%%

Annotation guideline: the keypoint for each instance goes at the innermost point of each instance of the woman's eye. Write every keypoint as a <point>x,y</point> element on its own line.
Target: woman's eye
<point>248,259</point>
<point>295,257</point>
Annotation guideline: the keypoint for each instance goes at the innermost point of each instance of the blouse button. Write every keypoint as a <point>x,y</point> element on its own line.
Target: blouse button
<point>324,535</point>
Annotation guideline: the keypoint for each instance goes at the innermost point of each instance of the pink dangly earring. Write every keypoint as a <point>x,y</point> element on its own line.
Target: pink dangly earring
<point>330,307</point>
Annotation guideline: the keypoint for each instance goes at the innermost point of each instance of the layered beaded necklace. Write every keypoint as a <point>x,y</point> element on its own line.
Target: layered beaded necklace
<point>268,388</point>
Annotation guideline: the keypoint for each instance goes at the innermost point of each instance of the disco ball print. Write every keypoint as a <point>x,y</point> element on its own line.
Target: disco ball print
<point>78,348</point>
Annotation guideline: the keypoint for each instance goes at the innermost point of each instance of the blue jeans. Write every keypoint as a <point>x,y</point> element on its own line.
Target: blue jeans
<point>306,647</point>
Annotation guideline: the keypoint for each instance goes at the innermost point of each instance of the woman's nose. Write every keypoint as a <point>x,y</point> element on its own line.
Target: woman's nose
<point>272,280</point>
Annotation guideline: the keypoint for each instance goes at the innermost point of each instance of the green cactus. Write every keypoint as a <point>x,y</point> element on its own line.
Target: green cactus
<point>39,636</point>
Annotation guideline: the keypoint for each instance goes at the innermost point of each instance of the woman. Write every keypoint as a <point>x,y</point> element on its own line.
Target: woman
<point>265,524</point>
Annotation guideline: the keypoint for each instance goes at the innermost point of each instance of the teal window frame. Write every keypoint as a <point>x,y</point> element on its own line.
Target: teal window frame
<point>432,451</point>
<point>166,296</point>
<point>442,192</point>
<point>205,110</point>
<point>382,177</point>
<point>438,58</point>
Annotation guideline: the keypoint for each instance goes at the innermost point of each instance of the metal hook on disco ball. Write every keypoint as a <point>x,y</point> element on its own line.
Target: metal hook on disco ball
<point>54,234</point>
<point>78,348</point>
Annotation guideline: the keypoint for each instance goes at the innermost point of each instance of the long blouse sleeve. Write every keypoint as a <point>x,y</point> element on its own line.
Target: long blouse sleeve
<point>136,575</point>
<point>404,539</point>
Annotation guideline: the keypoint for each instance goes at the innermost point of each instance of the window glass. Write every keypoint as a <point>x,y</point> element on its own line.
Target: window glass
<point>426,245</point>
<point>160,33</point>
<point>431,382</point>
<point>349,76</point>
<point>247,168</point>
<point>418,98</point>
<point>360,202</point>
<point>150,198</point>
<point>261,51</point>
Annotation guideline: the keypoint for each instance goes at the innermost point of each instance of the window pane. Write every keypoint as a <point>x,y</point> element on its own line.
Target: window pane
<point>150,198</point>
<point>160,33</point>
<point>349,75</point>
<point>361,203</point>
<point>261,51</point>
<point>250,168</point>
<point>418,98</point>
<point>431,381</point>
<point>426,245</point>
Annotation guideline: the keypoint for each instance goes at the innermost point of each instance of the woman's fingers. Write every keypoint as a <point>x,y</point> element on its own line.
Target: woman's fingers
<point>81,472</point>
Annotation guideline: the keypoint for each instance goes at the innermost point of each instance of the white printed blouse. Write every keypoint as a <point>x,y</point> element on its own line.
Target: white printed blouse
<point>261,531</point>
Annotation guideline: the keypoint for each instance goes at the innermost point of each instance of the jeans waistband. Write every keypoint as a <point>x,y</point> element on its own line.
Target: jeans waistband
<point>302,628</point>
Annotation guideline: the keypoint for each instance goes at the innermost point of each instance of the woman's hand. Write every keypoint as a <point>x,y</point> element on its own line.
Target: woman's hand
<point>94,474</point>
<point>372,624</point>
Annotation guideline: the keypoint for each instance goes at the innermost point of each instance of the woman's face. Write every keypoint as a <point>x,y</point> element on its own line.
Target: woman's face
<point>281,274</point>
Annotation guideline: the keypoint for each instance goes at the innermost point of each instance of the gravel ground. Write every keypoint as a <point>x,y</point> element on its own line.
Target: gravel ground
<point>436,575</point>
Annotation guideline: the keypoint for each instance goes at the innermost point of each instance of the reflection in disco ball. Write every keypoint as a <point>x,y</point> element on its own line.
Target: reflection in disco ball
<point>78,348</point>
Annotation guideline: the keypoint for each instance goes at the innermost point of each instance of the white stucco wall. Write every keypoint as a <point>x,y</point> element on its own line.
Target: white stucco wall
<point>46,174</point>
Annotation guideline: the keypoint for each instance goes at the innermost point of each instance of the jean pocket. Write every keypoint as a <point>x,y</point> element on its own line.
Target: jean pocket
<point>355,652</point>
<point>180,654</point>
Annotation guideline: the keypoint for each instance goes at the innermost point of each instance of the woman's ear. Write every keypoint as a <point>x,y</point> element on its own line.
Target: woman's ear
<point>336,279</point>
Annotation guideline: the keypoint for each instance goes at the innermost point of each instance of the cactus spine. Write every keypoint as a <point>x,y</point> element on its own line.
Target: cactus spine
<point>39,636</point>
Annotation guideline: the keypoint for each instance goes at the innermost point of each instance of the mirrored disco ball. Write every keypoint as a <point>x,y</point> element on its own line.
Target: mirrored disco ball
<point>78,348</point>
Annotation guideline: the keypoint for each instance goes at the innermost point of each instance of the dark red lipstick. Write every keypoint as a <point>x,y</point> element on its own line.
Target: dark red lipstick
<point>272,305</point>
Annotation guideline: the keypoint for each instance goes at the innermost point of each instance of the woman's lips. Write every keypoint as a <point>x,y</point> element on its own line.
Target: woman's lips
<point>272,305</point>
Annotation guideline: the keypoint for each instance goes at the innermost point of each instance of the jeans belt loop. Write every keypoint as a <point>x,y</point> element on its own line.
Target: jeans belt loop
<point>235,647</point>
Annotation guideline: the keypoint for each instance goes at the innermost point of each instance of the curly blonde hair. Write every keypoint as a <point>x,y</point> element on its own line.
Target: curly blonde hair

%%

■ **Exercise details**:
Search the data above for the string "hair" and copy each line that has it.

■ **Written answer**:
Annotation guideline: the keypoint for each instance goes at the innermost point of each instance of the curly blonde hair. Write every keypoint as a <point>x,y</point> element on its own line.
Target: curly blonde hair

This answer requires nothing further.